::: TEXT PASSAGE :::
George Zimmerman Case: Judge Allows Trayvon Martin School Records, Parents Object

A Florida judge ruled Friday that attorneys for accused murderer George Zimmerman can proceed with a subpoena; they were attempting to obtain high school records and social media postings relating to the Trayvon Martin case.

Circuit Judge Debra Nelson gave Zimmerman's defense attorney Mark O'Mara the green light to pursue Martin's school records and information from Facebook and Twitter. He'll use them in preparation for Zimmerman's June 2013 second-degree murder trial, much to the dismay of Martin's parents

Zimmerman, 28, admittedly shot and killed 17-year-old Martin in Sanford, Fla. on Feb. 26 and if convicted in the killing, he faces up to life in prison.

Tracy Martin and Sybrina Fulton protested the release of their late son's confidential school documents ahead of Judge Nelson's ruling.
:::
◆ YOUR TASKS
1. Based on the article about the George Zimmerman case, explain why Mark O'Mara sought Trayvon Martin's school records and social media information.
2. According to the article about the George Zimmerman case, what penalty does Zimmerman face if he is convicted?
3. Pick up the article about the George Zimmerman case ruling and keep writing from the point where it stops.
::: EXCERPTED DATA :::
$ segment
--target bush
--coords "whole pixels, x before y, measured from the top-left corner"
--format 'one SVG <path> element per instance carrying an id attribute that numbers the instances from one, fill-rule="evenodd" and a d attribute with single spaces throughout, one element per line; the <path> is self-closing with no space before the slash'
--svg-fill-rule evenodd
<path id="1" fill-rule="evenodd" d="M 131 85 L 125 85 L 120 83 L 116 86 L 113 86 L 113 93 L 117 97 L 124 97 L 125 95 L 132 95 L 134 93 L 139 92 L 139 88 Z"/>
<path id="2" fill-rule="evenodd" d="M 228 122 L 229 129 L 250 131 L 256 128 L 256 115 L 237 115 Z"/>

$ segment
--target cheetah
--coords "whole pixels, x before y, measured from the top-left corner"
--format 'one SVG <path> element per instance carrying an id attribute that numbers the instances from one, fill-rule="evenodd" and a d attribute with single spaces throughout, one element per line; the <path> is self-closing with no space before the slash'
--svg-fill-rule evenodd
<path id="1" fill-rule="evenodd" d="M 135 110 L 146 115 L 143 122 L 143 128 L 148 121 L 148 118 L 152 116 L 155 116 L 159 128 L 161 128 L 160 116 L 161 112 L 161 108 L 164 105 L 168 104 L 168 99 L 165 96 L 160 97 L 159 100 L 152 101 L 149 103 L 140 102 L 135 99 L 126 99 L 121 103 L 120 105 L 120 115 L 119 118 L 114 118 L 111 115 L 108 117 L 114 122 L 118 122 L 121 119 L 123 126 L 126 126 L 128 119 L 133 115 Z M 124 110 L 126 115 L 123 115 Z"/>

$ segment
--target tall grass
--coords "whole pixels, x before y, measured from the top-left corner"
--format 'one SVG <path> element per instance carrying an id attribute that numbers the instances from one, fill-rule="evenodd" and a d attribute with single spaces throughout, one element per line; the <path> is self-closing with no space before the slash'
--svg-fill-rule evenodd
:::
◆ ANSWERS FOR THE EXERCISE
1. O'Mara sought Martin's high school records and information from Facebook and Twitter so that he could use them in preparing for Zimmerman's second-degree murder trial, which was set for June 2013.

2. He faces up to life in prison.

3.
"First I'd like to say that Trayvon was the victim. As human beings, our first priority shouldn't be to assassinate the character of the victims and make it seem as though they're the perpetrator," Tracy told reporters Friday, arguing that the confidential documents were irrelevant to the case.

"George Zimmerman, for whatever reasons, profiled. He made conscious decisions to get out of his car and pursue Trayvon, who was unarmed, and shot him in the heart, and Trayvon is not here to tell us his version," Martin family attorney Benjamin Crump explained. "So why is it relevant about his school records or his Facebook page? George Zimmerman knew none of that on Feb. 26, when he claimed Trayvon's life."

Friday's ruling comes just one month after results from forensic tests showed that Zimmerman's was the only DNA that could be identified on the grip of the gun that was used to kill Martin.

Zimmerman, a self-appointed neighborhood watch captain, claims that he killed Martin in self defense, and his lawyers are expected to argue that Martin allegedly reached for his gun in an attempt to kill him first.

The test results, which were made public on Wednesday, ruled out Martin's DNA from being on the gun's grip. Zimmerman's DNA was also identified as being on the gun's holster, according to the Associated Press.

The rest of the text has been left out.